Selected extract:
--- START ---

With a moniker suggesting a vast lake or river nearby but adjacent to neither, Steamboat Springs is an oddly named place. A quick Google search will inform any amateur historian that the name comes from the sounds emitted from the area’s numerous hot springs which early settlers likened to a steamboat.
History aside, our trip (sans Crosby) to Steamboat Springs actually began with two days in one of our favorite cities, Fort Collins. We spent two days running errands, shopping, eating, relaxing, and exploring more of Poudre Canyon. Highlights included a hike to a picnic spot in the Red Feather Lakes area, an excellent pizza dinner at Otto Pint, and sleeping in past 6am. The rough itinerary for the second leg of our journey included 3 nights backpacking, 2 nights at Strawberry Park Hot Springs, and a free day or two.
We had never ventured over the Front Range via CO-14 and the drive proved beautiful, but the views were hampered by persistent rain and clouds. Luckily, the rain abated as we arrived in Steamboat and made our way north to the Slavonia Trail Head where we were going to strike out for either Mica or Gilpin Lake (we hadn’t decided yet). Speaking with some helpful locals in the parking area, we decided Mica sounded a little more up our alley with a shorter approach, camping closer to the lake, and perhaps most importantly, fewer people.
The hike up was short, but steep and we made good time as a result of the brooding thunderheads building overhead. Soon after arriving at the lake, these thunderheads turned into a high altitude thunderstorm complete with hail and high winds. We set up camp in the midst of the squall, the wind bending one of our aluminum tent poles in the process. Our gear secured for the moment, we shared a beer in the tent and napped until the storm passed.
The next morning was bright and crystal clear. We spent the morning fishing and the afternoon climbing an easy saddle north of Mica Lake and up the shoulder of Little Agnes Mountain for a picnic. The view back down into the valley was spectacular and well worth the time and effort of the climb.
Our original plan was to camp in the backcountry for three nights, however, the forecast for our final day was not ideal and neither one of us relished the thought of packing up wet gear. We decided to enjoy our second morning and then head down the trail in the early afternoon. Another, smaller storm had passed through in the wee hours of our second night and finally brought us some fishing luck. Molly and I fished away the morning, both catching some decent brookies and cutthroat.
The hike out was cake and upon returning to our vehicle, we decided to drive north to the Hahn’s Peak area to see if we could find anywhere decent to camp in our 4-Runner. Although the Hahn’s Peak Roadhouse was an interesting diversion after a few days in the backcountry, we didn’t see any decent camping spots on the numerous 4WD roads in the area. Damn, we would just have to find a hotel… Equipped with the reasoning that it would be our 10-year anniversary in September we booked a night at the Steamboat Grand. The hotel was well-appointed with beautiful outdoor pools and we savored our evening in 5-star accommodations after two nights in a tent.
Our check-in at Strawberry Park was not until 5pm the following day so we spent the morning and most of the afternoon exploring Steamboat. The shopping was plentiful and the fly fishing in the Yampa River running through town was exceptional.

--- END ---

The data:
--- START ---

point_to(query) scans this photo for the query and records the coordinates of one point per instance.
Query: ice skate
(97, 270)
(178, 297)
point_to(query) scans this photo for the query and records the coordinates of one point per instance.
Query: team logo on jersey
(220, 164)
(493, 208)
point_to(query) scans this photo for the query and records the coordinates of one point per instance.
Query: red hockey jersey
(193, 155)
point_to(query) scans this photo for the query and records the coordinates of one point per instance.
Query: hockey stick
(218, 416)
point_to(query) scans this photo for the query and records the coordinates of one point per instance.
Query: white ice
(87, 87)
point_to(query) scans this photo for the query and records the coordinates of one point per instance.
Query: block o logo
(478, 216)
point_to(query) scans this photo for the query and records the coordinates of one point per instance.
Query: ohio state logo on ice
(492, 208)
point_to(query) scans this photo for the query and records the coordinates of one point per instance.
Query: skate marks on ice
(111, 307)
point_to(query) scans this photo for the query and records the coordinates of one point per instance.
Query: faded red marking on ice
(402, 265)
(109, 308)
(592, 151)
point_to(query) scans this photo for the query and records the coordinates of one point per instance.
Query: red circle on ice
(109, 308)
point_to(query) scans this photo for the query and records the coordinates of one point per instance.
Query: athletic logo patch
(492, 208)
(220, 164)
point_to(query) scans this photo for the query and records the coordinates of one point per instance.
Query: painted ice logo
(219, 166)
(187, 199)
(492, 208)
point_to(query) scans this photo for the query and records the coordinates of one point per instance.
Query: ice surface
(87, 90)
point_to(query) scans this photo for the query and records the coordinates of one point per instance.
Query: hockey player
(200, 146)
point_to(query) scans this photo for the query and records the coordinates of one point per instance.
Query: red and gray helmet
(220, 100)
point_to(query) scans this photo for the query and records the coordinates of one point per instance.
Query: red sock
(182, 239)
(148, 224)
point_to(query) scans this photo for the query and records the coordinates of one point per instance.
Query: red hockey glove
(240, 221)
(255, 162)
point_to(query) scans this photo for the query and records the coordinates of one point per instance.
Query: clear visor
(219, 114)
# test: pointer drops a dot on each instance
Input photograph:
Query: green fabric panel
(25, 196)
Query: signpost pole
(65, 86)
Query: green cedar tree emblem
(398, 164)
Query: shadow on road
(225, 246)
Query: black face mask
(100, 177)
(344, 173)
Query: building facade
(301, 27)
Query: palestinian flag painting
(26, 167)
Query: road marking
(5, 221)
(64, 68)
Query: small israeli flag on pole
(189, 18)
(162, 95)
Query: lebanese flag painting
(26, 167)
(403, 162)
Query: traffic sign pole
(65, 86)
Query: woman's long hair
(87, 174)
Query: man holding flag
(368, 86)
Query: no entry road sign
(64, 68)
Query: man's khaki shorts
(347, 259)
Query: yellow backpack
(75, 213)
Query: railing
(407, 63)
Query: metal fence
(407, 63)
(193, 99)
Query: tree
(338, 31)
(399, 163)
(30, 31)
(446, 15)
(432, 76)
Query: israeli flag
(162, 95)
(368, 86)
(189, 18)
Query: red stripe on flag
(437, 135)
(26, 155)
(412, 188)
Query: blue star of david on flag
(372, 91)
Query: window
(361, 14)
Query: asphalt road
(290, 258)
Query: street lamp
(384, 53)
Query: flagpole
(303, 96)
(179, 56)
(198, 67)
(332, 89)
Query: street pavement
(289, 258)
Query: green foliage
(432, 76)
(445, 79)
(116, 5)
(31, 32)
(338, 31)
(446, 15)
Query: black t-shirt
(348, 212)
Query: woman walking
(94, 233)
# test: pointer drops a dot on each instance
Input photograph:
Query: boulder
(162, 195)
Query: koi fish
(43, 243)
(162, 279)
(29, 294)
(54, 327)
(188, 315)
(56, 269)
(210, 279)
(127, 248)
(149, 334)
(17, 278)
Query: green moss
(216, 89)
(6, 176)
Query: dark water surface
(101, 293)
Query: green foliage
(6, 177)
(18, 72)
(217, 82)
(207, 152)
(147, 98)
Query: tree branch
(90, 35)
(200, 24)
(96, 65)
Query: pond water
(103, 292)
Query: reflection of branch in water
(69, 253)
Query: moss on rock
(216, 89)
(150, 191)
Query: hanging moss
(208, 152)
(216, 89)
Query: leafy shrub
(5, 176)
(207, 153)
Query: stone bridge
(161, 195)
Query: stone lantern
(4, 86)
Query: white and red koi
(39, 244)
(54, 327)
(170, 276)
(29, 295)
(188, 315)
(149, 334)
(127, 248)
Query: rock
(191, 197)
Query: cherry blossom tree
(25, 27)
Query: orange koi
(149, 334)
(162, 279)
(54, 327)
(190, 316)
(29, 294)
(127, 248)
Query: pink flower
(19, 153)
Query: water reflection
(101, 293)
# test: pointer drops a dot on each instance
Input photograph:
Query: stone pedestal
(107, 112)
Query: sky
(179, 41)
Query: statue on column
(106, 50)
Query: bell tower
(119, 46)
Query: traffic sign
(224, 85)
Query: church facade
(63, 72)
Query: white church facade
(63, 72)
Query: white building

--- END ---

Complete the following:
(1) In the trip account, what gave Steamboat Springs its name?
(2) Why did the couple in the trip account leave the backcountry after two nights instead of the planned three?

Exercise answers:
(1) The sounds from the area's many hot springs, which early settlers likened to a steamboat.

(2) The forecast for their final day was not ideal, and neither of them wanted to pack up wet gear. So they spent their second morning fishing and hiked out in the early afternoon.